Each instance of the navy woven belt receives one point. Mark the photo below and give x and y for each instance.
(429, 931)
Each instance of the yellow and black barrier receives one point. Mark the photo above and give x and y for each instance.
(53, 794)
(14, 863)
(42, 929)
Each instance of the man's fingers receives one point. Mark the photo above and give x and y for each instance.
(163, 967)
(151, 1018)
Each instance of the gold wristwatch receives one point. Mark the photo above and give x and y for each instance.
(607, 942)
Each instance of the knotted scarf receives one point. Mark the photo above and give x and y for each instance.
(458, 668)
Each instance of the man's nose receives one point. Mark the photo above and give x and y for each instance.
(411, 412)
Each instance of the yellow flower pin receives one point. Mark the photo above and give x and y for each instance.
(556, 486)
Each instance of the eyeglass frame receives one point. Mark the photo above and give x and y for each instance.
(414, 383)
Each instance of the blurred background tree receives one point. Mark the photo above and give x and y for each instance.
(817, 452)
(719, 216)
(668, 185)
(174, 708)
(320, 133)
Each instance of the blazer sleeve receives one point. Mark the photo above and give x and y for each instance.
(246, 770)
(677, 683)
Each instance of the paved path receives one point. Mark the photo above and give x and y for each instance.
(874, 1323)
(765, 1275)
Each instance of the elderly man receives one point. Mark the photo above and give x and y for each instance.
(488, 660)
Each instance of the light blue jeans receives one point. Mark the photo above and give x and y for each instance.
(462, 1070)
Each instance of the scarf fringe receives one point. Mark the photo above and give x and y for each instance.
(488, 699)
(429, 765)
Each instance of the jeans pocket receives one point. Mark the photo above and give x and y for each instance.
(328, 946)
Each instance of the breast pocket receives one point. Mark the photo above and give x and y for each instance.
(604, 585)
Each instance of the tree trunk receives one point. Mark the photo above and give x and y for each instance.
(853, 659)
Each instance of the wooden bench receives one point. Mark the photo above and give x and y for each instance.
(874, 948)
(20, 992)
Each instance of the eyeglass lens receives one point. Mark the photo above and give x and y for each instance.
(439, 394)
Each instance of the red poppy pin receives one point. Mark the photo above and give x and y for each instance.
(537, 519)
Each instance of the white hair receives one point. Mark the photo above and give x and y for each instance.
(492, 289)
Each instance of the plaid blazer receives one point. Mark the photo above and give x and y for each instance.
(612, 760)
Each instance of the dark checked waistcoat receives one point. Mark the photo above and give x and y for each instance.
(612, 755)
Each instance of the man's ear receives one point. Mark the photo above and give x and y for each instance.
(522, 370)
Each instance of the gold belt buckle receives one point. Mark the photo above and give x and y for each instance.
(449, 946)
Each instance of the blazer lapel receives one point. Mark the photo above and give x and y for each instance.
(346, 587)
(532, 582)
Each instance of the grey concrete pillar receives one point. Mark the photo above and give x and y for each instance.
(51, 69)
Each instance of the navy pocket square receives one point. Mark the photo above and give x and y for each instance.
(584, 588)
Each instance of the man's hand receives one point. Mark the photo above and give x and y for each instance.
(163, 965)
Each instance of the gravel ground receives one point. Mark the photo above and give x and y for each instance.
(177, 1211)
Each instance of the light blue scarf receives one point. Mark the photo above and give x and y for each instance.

+++

PROBLEM TO WORK ON: Rewrite the stretch of rows from the line containing "Each instance of the blazer lapel" through the end of the rows. In those lines, swap "receives one point" for "earns one point" and leave everything else unchanged.

THE RESPONSE:
Each instance of the blazer lapel earns one point. Mark the photo above and give x and y for each instance.
(346, 587)
(532, 582)
Each instance of the grey concrete pillar earns one point. Mark the photo above and give x and y for each instance.
(51, 69)
Each instance of the navy pocket square earns one point. Mark the photo above and give x and y for each instance.
(584, 588)
Each instance of the man's hand earns one point. Mark the photo above and give x and y for each instance.
(163, 965)
Each instance of the gravel ground earns one point. Mark the photo above and give x and y for each instance.
(177, 1211)
Each instance of the light blue scarf earns one point. Mark the photo above and give x and y for each instance.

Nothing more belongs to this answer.